▶ What you need to do
Repeat the listing that follows character for character, omitting images.

--- Data extract Enclosed Below ---

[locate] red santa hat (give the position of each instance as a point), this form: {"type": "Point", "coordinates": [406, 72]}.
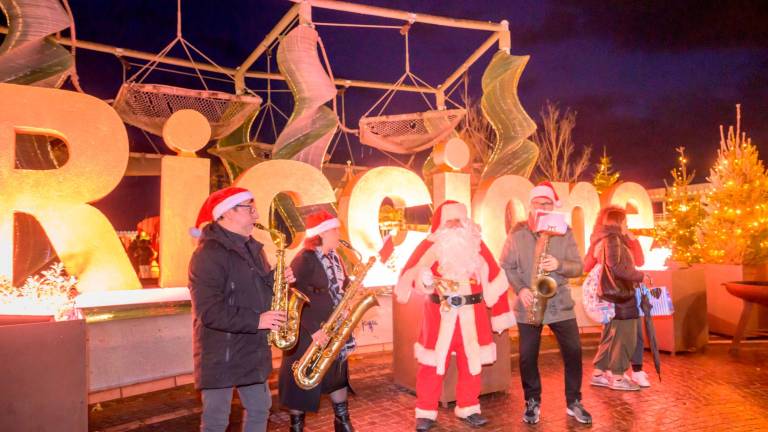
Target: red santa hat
{"type": "Point", "coordinates": [218, 203]}
{"type": "Point", "coordinates": [320, 222]}
{"type": "Point", "coordinates": [545, 190]}
{"type": "Point", "coordinates": [446, 211]}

--- End of Enclosed Data extract ---

▶ Task response
[locate] red santa hat (give the position of each instance as a point), this form: {"type": "Point", "coordinates": [406, 72]}.
Target: red santa hat
{"type": "Point", "coordinates": [218, 203]}
{"type": "Point", "coordinates": [320, 222]}
{"type": "Point", "coordinates": [545, 190]}
{"type": "Point", "coordinates": [446, 211]}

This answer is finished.